Start Given data
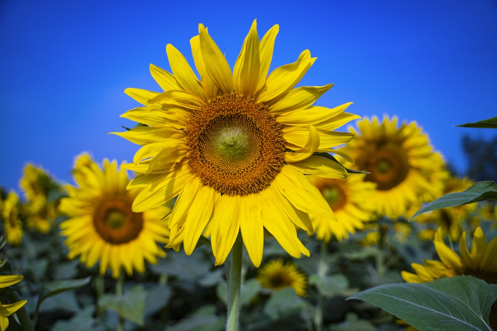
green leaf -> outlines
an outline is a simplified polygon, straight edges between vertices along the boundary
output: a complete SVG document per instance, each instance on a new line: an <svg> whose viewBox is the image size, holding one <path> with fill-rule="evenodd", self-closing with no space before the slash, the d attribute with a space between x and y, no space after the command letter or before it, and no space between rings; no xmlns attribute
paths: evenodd
<svg viewBox="0 0 497 331"><path fill-rule="evenodd" d="M312 310L310 304L297 296L291 287L273 292L264 306L264 312L273 320L309 313Z"/></svg>
<svg viewBox="0 0 497 331"><path fill-rule="evenodd" d="M462 192L440 197L418 210L409 220L427 211L486 200L497 200L497 184L495 182L477 182Z"/></svg>
<svg viewBox="0 0 497 331"><path fill-rule="evenodd" d="M41 288L40 289L38 303L36 304L36 309L35 312L35 317L33 319L35 321L36 320L38 311L40 309L40 305L45 299L65 291L70 291L83 287L89 283L91 278L91 277L87 277L79 279L56 280L44 284L41 286Z"/></svg>
<svg viewBox="0 0 497 331"><path fill-rule="evenodd" d="M497 285L455 276L429 283L381 285L350 299L369 302L420 331L492 331L489 314L497 299Z"/></svg>
<svg viewBox="0 0 497 331"><path fill-rule="evenodd" d="M146 297L147 291L139 284L132 287L124 295L104 294L98 300L98 305L116 312L123 318L143 326Z"/></svg>
<svg viewBox="0 0 497 331"><path fill-rule="evenodd" d="M456 125L456 127L463 127L465 128L484 128L487 129L497 129L497 116L493 117L488 120L479 121L474 123L466 123L461 125Z"/></svg>
<svg viewBox="0 0 497 331"><path fill-rule="evenodd" d="M320 277L313 274L309 276L309 284L316 285L322 295L332 296L347 288L348 280L343 275L337 273Z"/></svg>

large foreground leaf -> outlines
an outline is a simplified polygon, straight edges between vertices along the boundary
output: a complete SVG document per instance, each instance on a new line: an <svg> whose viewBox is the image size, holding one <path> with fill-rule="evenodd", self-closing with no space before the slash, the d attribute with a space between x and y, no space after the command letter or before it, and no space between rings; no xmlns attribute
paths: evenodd
<svg viewBox="0 0 497 331"><path fill-rule="evenodd" d="M449 193L440 197L418 210L409 220L430 210L486 200L497 200L497 184L495 182L477 182L462 192Z"/></svg>
<svg viewBox="0 0 497 331"><path fill-rule="evenodd" d="M388 284L347 299L369 302L420 331L491 331L489 314L497 299L497 285L455 276L422 284Z"/></svg>
<svg viewBox="0 0 497 331"><path fill-rule="evenodd" d="M456 127L465 127L466 128L486 128L488 129L497 129L497 116L488 120L479 121L474 123L466 123Z"/></svg>

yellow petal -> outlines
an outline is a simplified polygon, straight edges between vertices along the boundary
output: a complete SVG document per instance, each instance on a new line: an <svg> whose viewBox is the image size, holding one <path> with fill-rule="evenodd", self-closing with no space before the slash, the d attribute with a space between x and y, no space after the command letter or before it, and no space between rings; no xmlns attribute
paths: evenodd
<svg viewBox="0 0 497 331"><path fill-rule="evenodd" d="M216 194L216 191L212 188L202 186L190 207L185 223L183 242L187 255L193 252L198 238L211 219Z"/></svg>
<svg viewBox="0 0 497 331"><path fill-rule="evenodd" d="M262 89L266 83L266 77L269 71L271 59L273 57L274 49L274 40L279 31L278 24L273 25L262 37L259 43L259 59L260 63L260 71L259 74L259 82L257 84L256 94Z"/></svg>
<svg viewBox="0 0 497 331"><path fill-rule="evenodd" d="M200 97L187 91L171 90L163 92L151 98L149 100L147 105L152 107L155 104L162 103L179 106L189 109L197 109L204 102Z"/></svg>
<svg viewBox="0 0 497 331"><path fill-rule="evenodd" d="M216 258L214 264L223 264L233 247L240 231L240 196L224 195L219 199L212 217L211 246Z"/></svg>
<svg viewBox="0 0 497 331"><path fill-rule="evenodd" d="M319 133L314 127L309 127L309 135L307 138L307 142L302 148L299 148L294 152L285 153L285 161L287 162L297 162L305 160L309 157L319 147Z"/></svg>
<svg viewBox="0 0 497 331"><path fill-rule="evenodd" d="M262 209L256 197L249 195L242 199L241 206L240 231L248 257L255 267L260 265L264 246Z"/></svg>
<svg viewBox="0 0 497 331"><path fill-rule="evenodd" d="M332 87L333 84L328 84L324 86L301 86L290 90L271 105L269 111L279 115L302 110L316 102Z"/></svg>
<svg viewBox="0 0 497 331"><path fill-rule="evenodd" d="M298 209L332 219L334 218L330 205L319 190L298 171L288 166L283 166L273 183L275 188Z"/></svg>
<svg viewBox="0 0 497 331"><path fill-rule="evenodd" d="M168 72L162 68L160 68L155 65L150 65L150 74L155 81L165 91L169 90L180 89L176 78L170 72Z"/></svg>
<svg viewBox="0 0 497 331"><path fill-rule="evenodd" d="M162 139L183 139L185 134L182 130L168 127L138 127L123 132L111 132L142 146L156 142Z"/></svg>
<svg viewBox="0 0 497 331"><path fill-rule="evenodd" d="M288 165L304 175L317 175L325 178L346 178L348 176L347 170L340 163L317 155Z"/></svg>
<svg viewBox="0 0 497 331"><path fill-rule="evenodd" d="M311 52L306 50L295 62L275 69L266 79L265 87L256 98L258 102L270 102L284 94L297 85L316 61L311 58Z"/></svg>
<svg viewBox="0 0 497 331"><path fill-rule="evenodd" d="M177 110L183 112L184 111ZM182 113L170 113L162 111L157 111L146 107L141 107L128 110L120 117L134 121L139 123L143 123L151 126L169 125L178 130L184 128L188 124L187 117Z"/></svg>
<svg viewBox="0 0 497 331"><path fill-rule="evenodd" d="M233 92L233 76L228 61L203 24L198 25L198 34L202 57L211 79L224 93Z"/></svg>
<svg viewBox="0 0 497 331"><path fill-rule="evenodd" d="M144 211L165 203L179 194L188 181L194 177L189 170L175 172L171 178L169 174L160 176L143 188L135 198L132 209L135 212Z"/></svg>
<svg viewBox="0 0 497 331"><path fill-rule="evenodd" d="M0 288L7 287L11 285L16 284L22 280L22 275L8 275L0 276Z"/></svg>
<svg viewBox="0 0 497 331"><path fill-rule="evenodd" d="M237 94L253 95L259 82L260 67L259 36L254 19L233 67L233 86Z"/></svg>
<svg viewBox="0 0 497 331"><path fill-rule="evenodd" d="M197 68L197 71L200 74L200 83L204 90L204 93L208 100L212 99L217 95L219 89L212 81L205 67L205 64L204 63L202 52L200 51L200 36L197 35L190 39L190 46L191 47L191 54L193 57L195 66Z"/></svg>
<svg viewBox="0 0 497 331"><path fill-rule="evenodd" d="M204 90L200 82L197 79L188 61L183 54L170 44L166 47L169 65L174 77L183 89L195 94L203 101L206 101Z"/></svg>
<svg viewBox="0 0 497 331"><path fill-rule="evenodd" d="M351 104L351 102L348 102L333 108L311 106L299 111L279 114L278 122L282 124L292 126L321 124L332 120L333 118L340 115Z"/></svg>

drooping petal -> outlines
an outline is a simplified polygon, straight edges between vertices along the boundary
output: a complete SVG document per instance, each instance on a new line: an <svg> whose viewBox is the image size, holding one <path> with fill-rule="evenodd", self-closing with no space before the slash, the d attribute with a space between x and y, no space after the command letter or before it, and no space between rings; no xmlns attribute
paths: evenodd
End Given data
» **Task statement**: Please rewrite the whole listing above, swapping every "simplified polygon" for "reduced polygon" and changing nothing else. Leave the pictures out.

» **Complete answer**:
green leaf -> outlines
an outline is a reduced polygon, straight edges between vertices along the boundary
output: a complete SVG document per instance, each instance on a new line: an <svg> whose viewBox is the image size, holding one <path> with fill-rule="evenodd", self-closing with no space before the slash, the d attribute with a space between x and y, no space after the command letter or before it, and no space between rings; no xmlns attribute
paths: evenodd
<svg viewBox="0 0 497 331"><path fill-rule="evenodd" d="M312 310L310 304L297 296L291 287L273 292L264 306L264 312L273 320L309 313Z"/></svg>
<svg viewBox="0 0 497 331"><path fill-rule="evenodd" d="M462 192L440 197L418 210L409 220L427 211L486 200L497 200L497 184L495 182L477 182Z"/></svg>
<svg viewBox="0 0 497 331"><path fill-rule="evenodd" d="M41 288L40 289L38 303L36 304L36 309L35 312L35 317L33 319L35 321L36 320L38 311L40 309L40 305L45 299L65 291L70 291L83 287L89 283L91 278L91 277L87 277L79 279L56 280L44 284L41 286Z"/></svg>
<svg viewBox="0 0 497 331"><path fill-rule="evenodd" d="M497 285L455 276L429 283L381 285L350 299L369 302L420 331L492 331L489 314L497 299Z"/></svg>
<svg viewBox="0 0 497 331"><path fill-rule="evenodd" d="M146 297L147 291L139 284L132 287L124 295L104 294L98 300L98 305L116 312L123 318L143 326Z"/></svg>
<svg viewBox="0 0 497 331"><path fill-rule="evenodd" d="M456 125L456 127L463 127L465 128L484 128L487 129L497 129L497 116L493 117L488 120L479 121L474 123L466 123L461 125Z"/></svg>
<svg viewBox="0 0 497 331"><path fill-rule="evenodd" d="M320 277L313 274L309 276L309 284L316 285L322 295L332 296L347 288L348 280L343 275L337 273Z"/></svg>

large foreground leaf -> outlines
an outline is a reduced polygon, straight edges between vertices along the boundary
output: a complete SVG document per instance, each instance on a new line: an <svg> whose viewBox is the image size, holding one <path> with fill-rule="evenodd", self-closing with no space before the slash, the d attribute with a space between x and y, no space after the command letter or before it, and no space between rings; no xmlns attribute
paths: evenodd
<svg viewBox="0 0 497 331"><path fill-rule="evenodd" d="M449 193L440 197L418 210L409 220L430 210L486 200L497 200L497 184L495 182L477 182L462 192Z"/></svg>
<svg viewBox="0 0 497 331"><path fill-rule="evenodd" d="M388 284L347 299L369 302L420 331L491 331L489 314L497 299L497 285L455 276L422 284Z"/></svg>
<svg viewBox="0 0 497 331"><path fill-rule="evenodd" d="M456 127L465 127L466 128L486 128L488 129L497 129L497 116L488 120L479 121L474 123L466 123Z"/></svg>

yellow petal -> outlines
an outline is a reduced polygon, straight edges between vertices along the boundary
output: a complete SVG document per instance, each instance on a new line: an <svg> whose viewBox is the image size, holding one <path> with fill-rule="evenodd", self-closing with no space before the slash, the d attribute with a space between x and y, no space after the command letter or before it, and no space between rings; no xmlns attribute
paths: evenodd
<svg viewBox="0 0 497 331"><path fill-rule="evenodd" d="M216 194L216 191L212 188L202 186L190 207L185 223L183 242L187 255L193 252L198 238L211 219Z"/></svg>
<svg viewBox="0 0 497 331"><path fill-rule="evenodd" d="M262 89L266 83L266 77L269 71L271 59L273 57L274 49L274 40L279 31L278 24L273 25L262 37L259 43L259 59L260 63L260 71L259 74L259 82L257 84L256 94Z"/></svg>
<svg viewBox="0 0 497 331"><path fill-rule="evenodd" d="M200 97L187 91L171 90L163 92L151 98L149 100L147 105L152 107L155 104L162 103L179 106L189 109L197 109L204 102Z"/></svg>
<svg viewBox="0 0 497 331"><path fill-rule="evenodd" d="M216 258L214 264L223 264L233 247L240 231L240 196L224 195L219 199L212 217L211 246Z"/></svg>
<svg viewBox="0 0 497 331"><path fill-rule="evenodd" d="M319 133L314 127L309 127L309 135L307 138L307 142L302 148L299 148L294 152L285 153L285 161L287 162L297 162L305 160L309 157L319 147Z"/></svg>
<svg viewBox="0 0 497 331"><path fill-rule="evenodd" d="M262 209L256 197L249 195L242 199L241 206L240 231L248 257L255 267L260 265L264 246Z"/></svg>
<svg viewBox="0 0 497 331"><path fill-rule="evenodd" d="M332 87L333 84L328 84L324 86L301 86L290 90L271 105L269 111L279 115L302 110L316 102Z"/></svg>
<svg viewBox="0 0 497 331"><path fill-rule="evenodd" d="M298 209L332 219L334 218L330 205L319 190L298 171L288 166L283 166L273 183L275 188Z"/></svg>
<svg viewBox="0 0 497 331"><path fill-rule="evenodd" d="M168 72L162 68L160 68L155 65L150 65L150 74L155 81L165 91L169 90L180 89L176 78L170 72Z"/></svg>
<svg viewBox="0 0 497 331"><path fill-rule="evenodd" d="M162 139L183 139L185 134L182 130L168 127L138 127L123 132L111 132L142 146L156 142Z"/></svg>
<svg viewBox="0 0 497 331"><path fill-rule="evenodd" d="M288 165L304 175L317 175L325 178L346 178L348 176L347 170L340 163L317 155Z"/></svg>
<svg viewBox="0 0 497 331"><path fill-rule="evenodd" d="M311 52L306 50L295 62L275 69L266 79L265 87L256 98L258 102L270 102L284 94L297 85L316 61L311 58Z"/></svg>
<svg viewBox="0 0 497 331"><path fill-rule="evenodd" d="M177 110L183 112L184 111ZM182 113L170 113L162 111L157 111L146 107L141 107L128 110L120 117L134 121L139 123L143 123L151 126L169 125L178 130L184 128L188 124L187 117Z"/></svg>
<svg viewBox="0 0 497 331"><path fill-rule="evenodd" d="M233 92L233 76L228 61L203 24L198 25L198 34L202 57L211 79L224 93Z"/></svg>
<svg viewBox="0 0 497 331"><path fill-rule="evenodd" d="M144 211L165 203L179 194L188 181L194 177L189 170L175 172L171 178L169 174L160 176L143 188L135 198L132 209L135 212Z"/></svg>
<svg viewBox="0 0 497 331"><path fill-rule="evenodd" d="M0 288L7 287L11 285L16 284L22 280L22 275L8 275L0 276Z"/></svg>
<svg viewBox="0 0 497 331"><path fill-rule="evenodd" d="M237 94L253 95L259 82L260 67L259 36L254 19L233 67L233 86Z"/></svg>
<svg viewBox="0 0 497 331"><path fill-rule="evenodd" d="M197 68L197 71L200 74L200 83L204 90L204 93L208 100L212 99L217 95L219 89L212 81L205 67L205 64L204 63L202 52L200 51L200 36L197 35L190 39L190 46L191 47L191 54L193 57L195 66Z"/></svg>
<svg viewBox="0 0 497 331"><path fill-rule="evenodd" d="M204 90L200 82L197 79L188 61L183 54L170 44L166 47L169 65L174 77L183 89L195 94L203 101L206 101Z"/></svg>
<svg viewBox="0 0 497 331"><path fill-rule="evenodd" d="M351 104L351 102L348 102L333 108L311 106L299 111L279 114L278 122L282 124L292 126L321 124L332 120L333 118L340 115Z"/></svg>

drooping petal -> outlines
an outline is a reduced polygon, straight edges between vertices along the boundary
output: a complete SVG document per instance, each instance on a new line: an <svg> whose viewBox is the image size, holding one <path> with fill-rule="evenodd", self-closing with no space before the slash, the d attribute with a space between x and y, no space after the command letter or before it, and no space between rings; no xmlns attribute
paths: evenodd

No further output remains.